* GOAL OF THE EXERCISE *
How many lines in the data below contain the word "green"? State only the number.

* DATA SHOWN *
★ ★ ★ ★

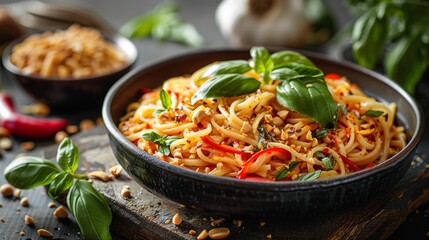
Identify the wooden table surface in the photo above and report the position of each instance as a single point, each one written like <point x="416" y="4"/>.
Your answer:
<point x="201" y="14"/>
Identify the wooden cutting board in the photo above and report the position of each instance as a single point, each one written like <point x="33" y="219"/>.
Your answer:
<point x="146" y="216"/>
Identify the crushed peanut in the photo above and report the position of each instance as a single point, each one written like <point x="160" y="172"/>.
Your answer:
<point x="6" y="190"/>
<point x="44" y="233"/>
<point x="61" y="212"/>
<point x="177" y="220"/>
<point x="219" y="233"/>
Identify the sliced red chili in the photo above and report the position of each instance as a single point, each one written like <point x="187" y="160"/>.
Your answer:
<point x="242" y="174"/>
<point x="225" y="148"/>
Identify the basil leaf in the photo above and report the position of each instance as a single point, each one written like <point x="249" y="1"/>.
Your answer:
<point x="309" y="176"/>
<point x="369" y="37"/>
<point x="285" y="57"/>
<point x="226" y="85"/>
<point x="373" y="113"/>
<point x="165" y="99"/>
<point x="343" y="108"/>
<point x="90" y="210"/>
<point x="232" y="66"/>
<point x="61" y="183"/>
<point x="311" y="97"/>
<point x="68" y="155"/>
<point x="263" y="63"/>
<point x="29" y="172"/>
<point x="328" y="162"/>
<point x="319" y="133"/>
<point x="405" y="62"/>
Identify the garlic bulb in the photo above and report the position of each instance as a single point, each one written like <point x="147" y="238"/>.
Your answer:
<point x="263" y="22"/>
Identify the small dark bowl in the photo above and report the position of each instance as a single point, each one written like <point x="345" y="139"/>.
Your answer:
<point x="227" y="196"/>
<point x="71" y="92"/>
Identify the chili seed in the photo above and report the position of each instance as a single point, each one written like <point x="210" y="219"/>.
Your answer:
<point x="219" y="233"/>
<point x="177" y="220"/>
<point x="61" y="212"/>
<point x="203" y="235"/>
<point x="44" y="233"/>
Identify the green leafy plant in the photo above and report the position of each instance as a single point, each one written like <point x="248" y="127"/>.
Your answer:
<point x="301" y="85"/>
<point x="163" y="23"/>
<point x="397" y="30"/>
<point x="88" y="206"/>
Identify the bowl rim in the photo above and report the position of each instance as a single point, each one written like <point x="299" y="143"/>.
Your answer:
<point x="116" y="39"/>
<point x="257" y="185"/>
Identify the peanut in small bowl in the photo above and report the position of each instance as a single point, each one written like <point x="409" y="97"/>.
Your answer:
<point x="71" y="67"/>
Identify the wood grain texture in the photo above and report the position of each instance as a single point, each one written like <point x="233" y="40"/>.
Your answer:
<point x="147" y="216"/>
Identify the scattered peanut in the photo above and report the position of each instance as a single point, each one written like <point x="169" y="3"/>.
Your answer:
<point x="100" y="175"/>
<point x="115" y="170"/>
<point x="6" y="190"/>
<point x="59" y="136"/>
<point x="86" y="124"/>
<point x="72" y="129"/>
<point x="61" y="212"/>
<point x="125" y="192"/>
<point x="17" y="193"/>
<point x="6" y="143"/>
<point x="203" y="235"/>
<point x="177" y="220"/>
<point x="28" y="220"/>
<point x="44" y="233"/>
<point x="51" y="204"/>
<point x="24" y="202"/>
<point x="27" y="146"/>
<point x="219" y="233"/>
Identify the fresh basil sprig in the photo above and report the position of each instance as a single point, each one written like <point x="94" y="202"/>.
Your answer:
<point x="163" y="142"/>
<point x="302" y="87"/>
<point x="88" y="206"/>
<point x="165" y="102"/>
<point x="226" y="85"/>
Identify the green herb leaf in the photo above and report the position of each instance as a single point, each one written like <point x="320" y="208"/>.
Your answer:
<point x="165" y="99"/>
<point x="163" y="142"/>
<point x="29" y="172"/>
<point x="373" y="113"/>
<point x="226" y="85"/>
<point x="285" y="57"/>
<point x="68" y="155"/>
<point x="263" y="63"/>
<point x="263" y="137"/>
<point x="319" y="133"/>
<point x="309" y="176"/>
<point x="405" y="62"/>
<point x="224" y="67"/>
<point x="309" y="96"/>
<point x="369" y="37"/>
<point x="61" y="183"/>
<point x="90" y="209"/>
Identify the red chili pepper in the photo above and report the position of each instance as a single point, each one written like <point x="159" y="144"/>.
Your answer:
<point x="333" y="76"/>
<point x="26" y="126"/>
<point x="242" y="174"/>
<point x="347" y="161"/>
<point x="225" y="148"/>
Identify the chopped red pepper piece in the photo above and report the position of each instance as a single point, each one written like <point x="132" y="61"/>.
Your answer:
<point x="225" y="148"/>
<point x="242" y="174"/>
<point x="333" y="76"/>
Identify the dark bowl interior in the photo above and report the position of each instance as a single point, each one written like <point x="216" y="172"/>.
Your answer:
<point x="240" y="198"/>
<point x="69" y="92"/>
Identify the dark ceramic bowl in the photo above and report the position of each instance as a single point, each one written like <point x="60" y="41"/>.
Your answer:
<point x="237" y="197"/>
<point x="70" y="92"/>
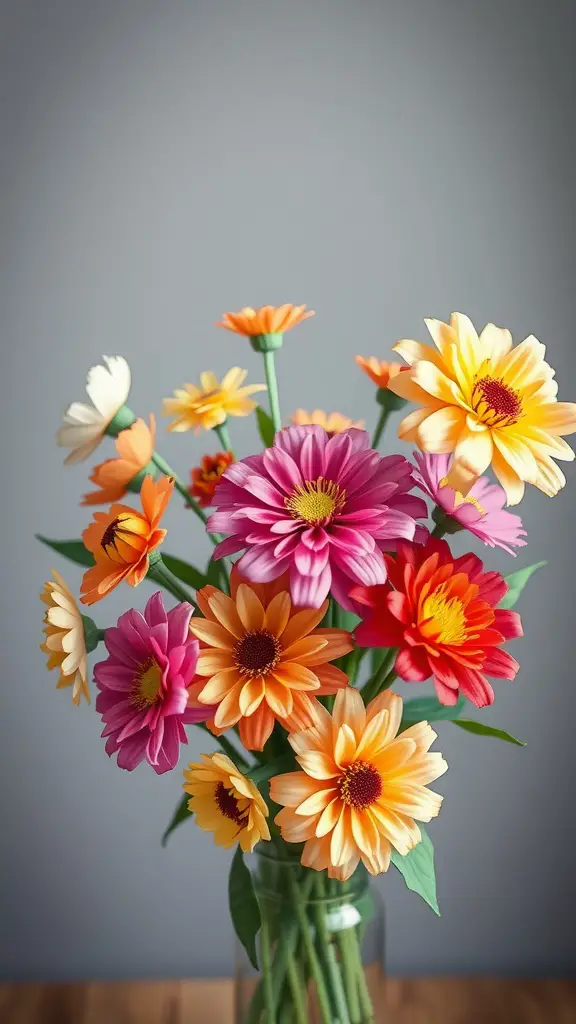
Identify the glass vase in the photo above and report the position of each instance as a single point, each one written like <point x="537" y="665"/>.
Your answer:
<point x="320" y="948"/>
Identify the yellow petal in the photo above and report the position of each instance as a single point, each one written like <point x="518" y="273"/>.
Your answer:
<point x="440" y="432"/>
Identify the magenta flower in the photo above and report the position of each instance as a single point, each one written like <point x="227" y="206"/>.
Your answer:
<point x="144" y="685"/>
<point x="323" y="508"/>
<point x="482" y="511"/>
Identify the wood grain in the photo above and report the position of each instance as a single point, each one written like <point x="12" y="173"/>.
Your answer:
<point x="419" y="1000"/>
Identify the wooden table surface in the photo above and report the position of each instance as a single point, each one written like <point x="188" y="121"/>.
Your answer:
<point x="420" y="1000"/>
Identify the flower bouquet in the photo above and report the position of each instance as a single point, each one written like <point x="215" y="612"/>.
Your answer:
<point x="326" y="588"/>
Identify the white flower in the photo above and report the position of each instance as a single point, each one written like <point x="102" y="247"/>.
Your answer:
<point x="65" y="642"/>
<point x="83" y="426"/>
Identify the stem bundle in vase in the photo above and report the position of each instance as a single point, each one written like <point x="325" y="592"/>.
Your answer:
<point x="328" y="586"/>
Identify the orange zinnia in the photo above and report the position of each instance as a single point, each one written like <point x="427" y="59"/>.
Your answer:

★ ★ ★ ★

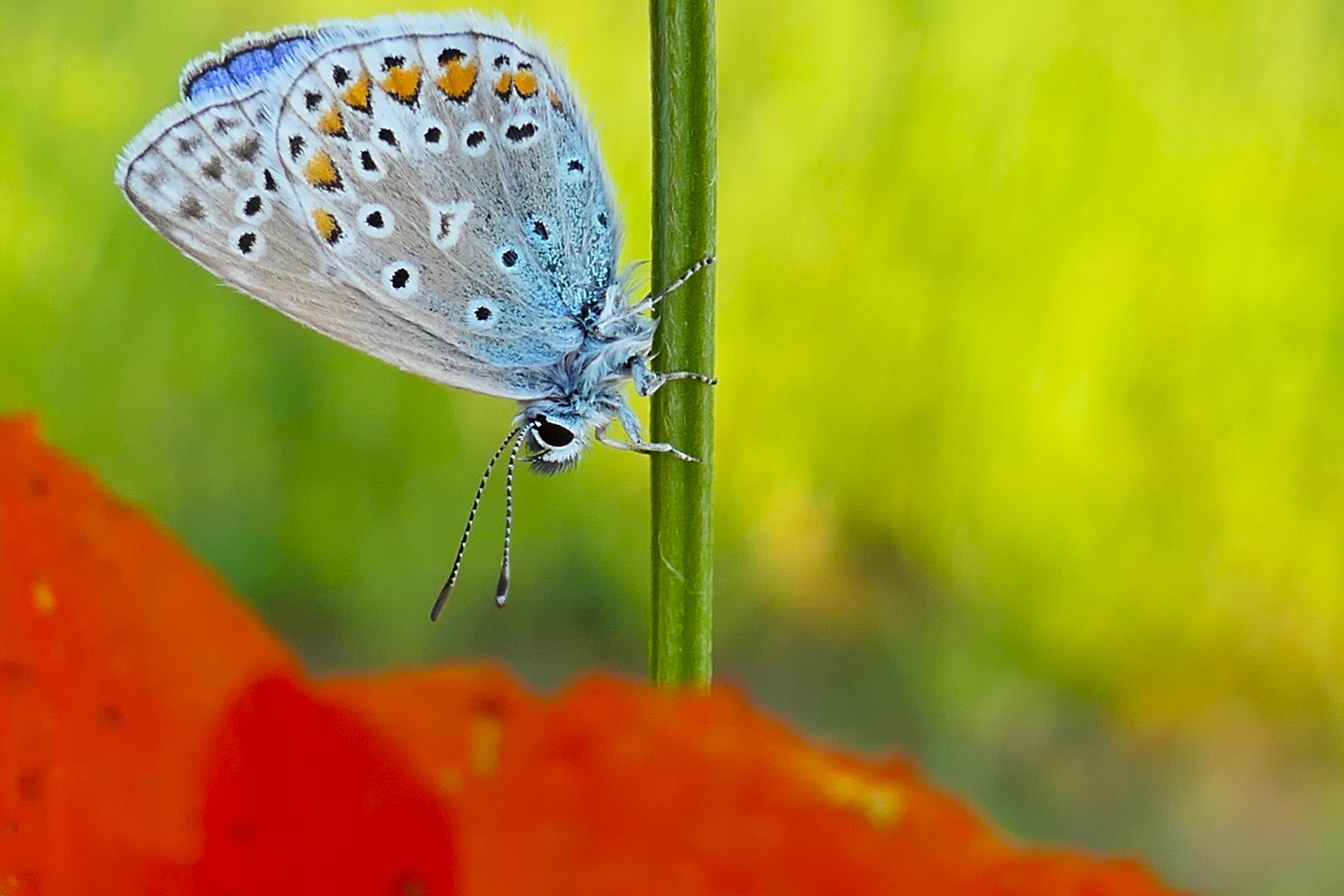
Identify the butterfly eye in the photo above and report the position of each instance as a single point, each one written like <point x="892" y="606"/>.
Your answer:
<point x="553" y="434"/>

★ ★ ★ ★

* RESPONSE BOX *
2